# MOT class 7 Ford Transit



## whitevanwoman (Oct 22, 2012)

Could someone explain the difference between a class 7 MOT and a normal MOT for a car/light van please?

My Tranny is in for MOT this week and the total bill is likely to be upward of £800 because the mechanic has said the following need doing :

2 x front tyres (which I suspected)
Front brake pads and discs 
Both front bottom ball joints
Both front suspension brushes
vac pump gasket (which I knew about)
+
maybe...
front wheel bearings
rear brakes

I get the impression that the class 7 MOT is more stringent. Although my DIY exhaust repair using garden wire seems to have passed scrutiny!!

Also (and I need to check last year's MOT cert which is in the van at the garage at the moment) but I'm sure that the Tranny failed on it's front brakes last year and the seller had the brakes done to get it passed. My mechanic says he's a monkey's uncle if the van had new brakes last year (only about 4000 miles ago). As the van was a private sale and sold as seen, I have no comeback on the seller (and yes, before anyone says it, I know I should have got a professional check or another MOT done when I bought it, but I didn't and I have to accept the consequences).

§ **Supplied data**:

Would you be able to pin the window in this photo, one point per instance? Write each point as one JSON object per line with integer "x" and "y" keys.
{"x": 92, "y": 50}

§ **Exercise tasks**:
1) Translate this sentence from the forum post about the Ford Transit MOT into Spanish: "I get the impression that the class 7 MOT is more stringent."
2) Answer these questions from the forum post about the Ford Transit MOT.
(a) What total bill does the poster expect?
(b) What did the poster use for the DIY exhaust repair?
(c) About how many miles ago were the front brakes supposedly replaced?
3) From the forum post about the Ford Transit MOT, list the items on the mechanic's list that the poster marks as suspected, already known about, or only possible.
The data have no connection to the text.

§ **Responses per task**:
1) Tengo la impresión de que la MOT de clase 7 es más estricta.

2)
(a) Upward of £800.
(b) Garden wire.
(c) About 4000 miles.

3)
2 x front tyres
vac pump gasket
front wheel bearings
rear brakes